As many as 21 million Americans have vision problems and 80 million have potentially blinding eye diseases. Age-related macular degeneration (AMD), cataract, diabetic retinopathy, and glaucoma are the main causes of vision problems and blindness in older Americans. There are some conventional treatments or surgery available for some eye conditions, but some people turn to dietary supplements to prevent them or to delay their progression. Here are 4 things you should know if you are considering taking dietary supplements for eye conditions:
- Findings from the Age-Related Eye Disease Studies (AREDS and AREDS2) suggest that taking dietary supplements with antioxidant vitamins and zinc may slow the progression of age-related macular degeneration in people who have intermediate AMD, and those who have late AMD in one eye. Data from other studies do not support using other dietary supplements, such as Ginkgo biloba and omega-3 fatty acids for AMD.
- Current research does not support the use of dietary supplementation with vitamins A, C, and E as glaucoma treatments. There is also little evidence to support using megavitamins, special diets, acupuncture, relaxation techniques, or therapeutic touch for glaucoma. Early detection and conventional treatment of glaucoma are important.
- Although there are some data from observational research that dietary vitamin B12 supplements may slow or prevent cataract development, no dietary supplements have been recommended for the treatment of cataracts.
- Take charge of your health—talk with your health care providers about any complementary health approaches you use. Together, you can make shared, well-informed decisions.

════════════════════

__Problems and tasks__
1. In the passage on dietary supplements for eye conditions, which studies found that antioxidant vitamins and zinc may slow the progression of age-related macular degeneration?
2. Retype the passage on dietary supplements for eye conditions between "- Current research" and "glaucoma are important.", inclusive.
The material that follows is separate and unrelated to the passage on dietary supplements for eye conditions.

__Data section__

════════════════════

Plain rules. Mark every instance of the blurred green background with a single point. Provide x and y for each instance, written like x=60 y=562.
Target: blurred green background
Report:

════════════════════

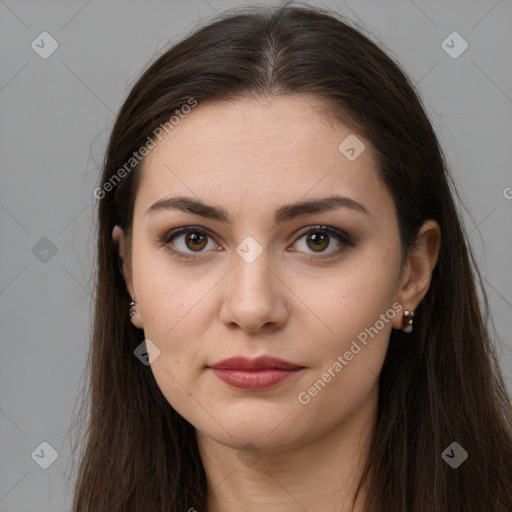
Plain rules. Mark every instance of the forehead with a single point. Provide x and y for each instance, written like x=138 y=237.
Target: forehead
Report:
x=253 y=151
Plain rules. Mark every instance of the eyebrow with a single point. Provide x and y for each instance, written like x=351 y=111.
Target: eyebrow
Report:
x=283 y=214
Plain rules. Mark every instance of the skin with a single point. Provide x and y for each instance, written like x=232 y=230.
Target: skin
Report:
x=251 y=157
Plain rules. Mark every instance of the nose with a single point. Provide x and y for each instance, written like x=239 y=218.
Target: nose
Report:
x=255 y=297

════════════════════

__Response list__
1. The Age-Related Eye Disease Studies (AREDS and AREDS2).

2.
- Current research does not support the use of dietary supplementation with vitamins A, C, and E as glaucoma treatments. There is also little evidence to support using megavitamins, special diets, acupuncture, relaxation techniques, or therapeutic touch for glaucoma. Early detection and conventional treatment of glaucoma are important.